Retype each entry below exactly as it stands.
— START —
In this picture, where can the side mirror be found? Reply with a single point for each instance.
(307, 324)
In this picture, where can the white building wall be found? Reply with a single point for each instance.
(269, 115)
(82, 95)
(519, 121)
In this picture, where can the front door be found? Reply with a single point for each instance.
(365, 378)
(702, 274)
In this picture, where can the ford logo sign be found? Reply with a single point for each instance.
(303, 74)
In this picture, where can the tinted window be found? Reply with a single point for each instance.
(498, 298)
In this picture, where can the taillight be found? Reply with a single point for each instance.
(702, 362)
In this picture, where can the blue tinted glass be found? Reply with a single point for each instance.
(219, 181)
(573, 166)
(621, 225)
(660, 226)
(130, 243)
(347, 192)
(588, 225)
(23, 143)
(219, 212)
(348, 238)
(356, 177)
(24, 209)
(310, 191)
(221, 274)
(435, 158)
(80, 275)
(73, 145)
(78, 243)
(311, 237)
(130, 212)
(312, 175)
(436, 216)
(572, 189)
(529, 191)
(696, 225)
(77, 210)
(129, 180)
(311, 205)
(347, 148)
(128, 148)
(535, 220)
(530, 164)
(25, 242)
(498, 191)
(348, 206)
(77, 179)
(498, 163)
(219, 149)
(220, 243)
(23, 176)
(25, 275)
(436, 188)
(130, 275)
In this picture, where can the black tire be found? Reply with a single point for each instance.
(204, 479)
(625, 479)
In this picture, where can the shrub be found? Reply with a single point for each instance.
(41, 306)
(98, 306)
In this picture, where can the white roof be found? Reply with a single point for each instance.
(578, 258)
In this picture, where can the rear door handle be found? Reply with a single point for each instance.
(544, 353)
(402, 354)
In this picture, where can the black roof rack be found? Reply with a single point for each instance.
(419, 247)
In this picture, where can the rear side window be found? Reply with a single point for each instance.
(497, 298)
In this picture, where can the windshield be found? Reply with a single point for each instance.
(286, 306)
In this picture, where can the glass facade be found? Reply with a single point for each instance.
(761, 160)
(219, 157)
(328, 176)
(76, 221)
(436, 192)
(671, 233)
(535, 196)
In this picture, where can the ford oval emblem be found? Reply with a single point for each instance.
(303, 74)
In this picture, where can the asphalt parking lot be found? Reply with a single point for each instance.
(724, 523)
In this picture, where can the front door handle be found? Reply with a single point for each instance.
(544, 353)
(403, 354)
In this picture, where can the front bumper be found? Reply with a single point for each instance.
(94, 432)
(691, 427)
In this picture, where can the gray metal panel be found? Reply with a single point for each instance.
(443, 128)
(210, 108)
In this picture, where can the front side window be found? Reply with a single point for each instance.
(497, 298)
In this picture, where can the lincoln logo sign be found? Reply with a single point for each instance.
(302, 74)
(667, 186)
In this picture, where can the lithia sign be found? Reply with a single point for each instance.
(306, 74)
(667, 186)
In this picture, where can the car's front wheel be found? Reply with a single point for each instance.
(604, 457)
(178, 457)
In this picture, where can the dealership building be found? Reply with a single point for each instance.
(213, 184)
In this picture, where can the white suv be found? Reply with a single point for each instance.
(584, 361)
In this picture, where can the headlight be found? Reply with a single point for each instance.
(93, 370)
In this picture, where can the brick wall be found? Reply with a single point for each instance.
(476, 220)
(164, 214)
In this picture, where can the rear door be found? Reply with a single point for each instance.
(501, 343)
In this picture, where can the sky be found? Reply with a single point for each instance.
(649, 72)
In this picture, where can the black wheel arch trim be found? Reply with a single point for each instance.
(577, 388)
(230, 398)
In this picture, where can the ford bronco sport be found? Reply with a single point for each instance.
— END —
FULL SOLUTION ->
In this picture, where can the side mirror be found? Reply with a single point for each instance.
(307, 324)
In this picture, where can the white building wall be found? Reply with a single point for each instance.
(269, 115)
(82, 95)
(519, 121)
In this picture, where can the front door be found? Reply with a single point for each instance.
(365, 378)
(702, 274)
In this picture, where can the ford logo sign be found? Reply with a single point for each instance.
(303, 74)
In this picture, where can the tinted window be found? Reply with a single point for each instance.
(498, 298)
In this picture, where can the taillight be found? Reply with a single point for each instance.
(702, 362)
In this picture, where can the blue tinted glass be found? Reply with a single point for each instance.
(219, 181)
(573, 166)
(621, 225)
(660, 226)
(130, 243)
(347, 192)
(588, 225)
(23, 143)
(219, 212)
(348, 238)
(356, 177)
(24, 209)
(310, 191)
(221, 274)
(435, 158)
(80, 275)
(73, 145)
(78, 243)
(311, 237)
(130, 212)
(312, 175)
(436, 216)
(572, 189)
(529, 191)
(696, 225)
(77, 210)
(129, 180)
(311, 205)
(347, 148)
(128, 148)
(535, 220)
(530, 164)
(25, 242)
(498, 191)
(348, 206)
(77, 179)
(498, 163)
(219, 149)
(220, 243)
(23, 176)
(25, 275)
(436, 188)
(130, 275)
In this picture, where can the black tire be found? Reply with a single point for each instance.
(204, 479)
(625, 479)
In this picture, where can the shrub be found? Reply with a single point for each instance.
(41, 306)
(98, 306)
In this picture, where can the white roof be found? Reply with a single point for each instance.
(578, 258)
In this picture, where can the rear door handle be found? Reply with a single point for each instance.
(544, 353)
(402, 354)
In this picture, where can the black roof rack be found? Reply with a single point for each instance.
(419, 247)
In this picture, where can the rear side window be found? Reply with a single point for each instance.
(497, 298)
In this picture, where can the windshield be found? Reply with a single point for each instance.
(286, 306)
In this picture, where can the glass facade be found? Reply with a single point for each instance.
(761, 160)
(219, 157)
(328, 176)
(76, 221)
(436, 192)
(671, 233)
(535, 196)
In this picture, where can the ford oval emblem be found? Reply with a single point for each instance.
(303, 74)
In this picture, where can the asphalt parking lot be found? Reply with a single point for each instance.
(724, 523)
In this picture, where can the front door handle be found? Reply with a single point for each instance.
(544, 353)
(403, 354)
In this picture, where can the front bumper be found? Reply with a single point for each instance.
(94, 432)
(691, 427)
In this picture, where can the gray metal panel be found? Reply with a single point for each instance.
(443, 128)
(210, 108)
In this picture, where can the front side window be found? Reply with a single point for each instance.
(497, 298)
In this picture, where can the lincoln logo sign be found? Reply with a single point for each instance.
(302, 74)
(667, 186)
In this picture, where can the lithia sign be found? Reply with a single point for each instance.
(306, 74)
(667, 186)
In this picture, where can the car's front wheel be found? Reply with a single point for each instance.
(604, 457)
(178, 457)
In this picture, where can the dealership building be found? Reply with a single point for each instance.
(213, 184)
In this picture, where can the white suv be found? Reply with a single point for each instance.
(584, 361)
In this picture, where can the headlight be found? Reply with a single point for each instance.
(93, 370)
In this picture, where can the brick wall be found? Reply with a single point for each instance.
(476, 220)
(164, 214)
In this picture, where can the rear door be found? Reply with a single point for each instance.
(501, 343)
In this picture, where can the sky be found? Reply with a single point for each instance.
(649, 72)
In this picture, where can the black wheel arch trim be found? Reply with a single point for each instance.
(577, 388)
(230, 398)
In this picture, where can the ford bronco sport be found? Reply with a single point for each instance.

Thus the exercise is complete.